■ **TASK BRIEF**:
Output every line of the rows below as a Markdown table with two columns: Index for the line's running number and Text for the line itself, skipping any blank lines. Leave the pictures out.

■ **DATASET CONTENT**:
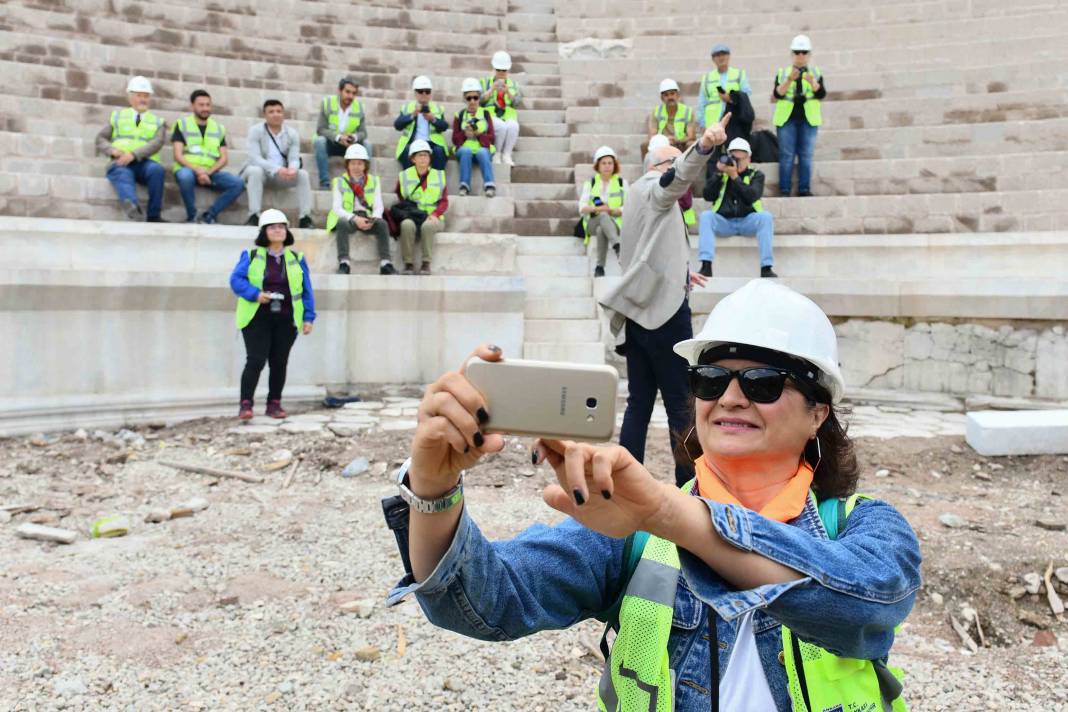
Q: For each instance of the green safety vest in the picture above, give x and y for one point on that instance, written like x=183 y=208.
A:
x=295 y=275
x=126 y=135
x=684 y=115
x=481 y=127
x=331 y=107
x=784 y=107
x=348 y=196
x=509 y=110
x=204 y=149
x=748 y=178
x=638 y=677
x=713 y=107
x=436 y=136
x=411 y=189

■ **TASK SOLUTION**:
| Index | Text |
|---|---|
| 1 | Q: For each instance of the green safety vest in the picture above, give x and y for one point on that instance, written like x=183 y=208. |
| 2 | A: |
| 3 | x=295 y=275 |
| 4 | x=126 y=135 |
| 5 | x=684 y=115 |
| 6 | x=481 y=127 |
| 7 | x=331 y=107 |
| 8 | x=784 y=107 |
| 9 | x=348 y=196 |
| 10 | x=509 y=110 |
| 11 | x=204 y=149 |
| 12 | x=748 y=178 |
| 13 | x=638 y=677 |
| 14 | x=713 y=107 |
| 15 | x=436 y=136 |
| 16 | x=411 y=189 |